> **Compiti da svolgere**
A - Nel testo sulla neve, perché alla fine chi scrive non vede l'ora che la neve sparisca?
B - Modifica il testo sulla neve: riscrivi il passo che parte dalle parole "Non ci sono più le" e si ferma dopo "tutta quella neve.", mettendo "nicchia tiepida" al posto di "bolla calda".

::: Documento :::

# Sbri e la neve



## Sbriciolata (13 Febbraio 2015)

Io non amo la neve in sè.
E' fredda, bagnata.
Ma...
Arriva la grande nevicata.
Sono per strada, dovrei andare dritta a casa finchè non diventa un problema 
girare, parcheggiare la macchina.
Ma...
mi allontano invece, vado incontro alla tormenta, verso strade poco frequentate.
E la neve corre incontro a me,
apro un poco il finestrino e la sento cadere.
Bianchi fiocchi che arrivano all'improvviso dal cielo scuro.
E' tutto attutito, ogni rumore, anche quello delle gomme sull'asfalto.
E' tutto un vorticare, un volare, un avvolgere.
Vado piano, sono tranquilla, guido sicura
vado avanti e attorno a me tutto cambia.
Non ci sono più le forme, non ci sono più i colori.
Non c'è nemmeno più la strada.
Sono lì sola, rilassata, nella mia bolla calda in mezzo a tutta quella neve.
E dal finestrino mi arriva il suo odore.
L'odore delle nuvole dalle quali è caduta, dell'aria che ha attraversato.
Nuvole che sono arrivate da lontano.
E mi è impossibile pensare a qualunque altra cosa.
E' così magico quel cancellare progressivo ogni traccia di realtà.
Come se un pennello gigantesco ridisegnasse tutto.
Avrei girato così per ore.
E adesso... che vedo quegli ammassi sporchi, infangati 
che agonizzano in rivoli ai lati delle strade, non vedo l'ora che spariscano.
Non è più la mia neve quella, non è più neve.


----------



## Ultimo (14 Febbraio 2015)

Sono descrizioni,sensazioni, che non conosco. Intuisco, percepisco. 

La sicilia offre altro, il mare. Quello di qualche giorno fa era in tempesta, è raro vederlo così, raro vederlo nel luogo della mia infanzia, bellissimo da guardare, ma fa paura.


----------

::: Materiale fornito :::

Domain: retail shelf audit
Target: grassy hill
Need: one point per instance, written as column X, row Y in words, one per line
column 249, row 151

:::

> **Soluzioni dei compiti**
A - Perché ormai vede solo ammassi sporchi e infangati che si sciolgono in rivoli ai lati delle strade. Per chi scrive quella non è più la sua neve, anzi non è più neve.

B -
Non ci sono più le forme, non ci sono più i colori.
Non c'è nemmeno più la strada.
Sono lì sola, rilassata, nella mia nicchia tiepida in mezzo a tutta quella neve.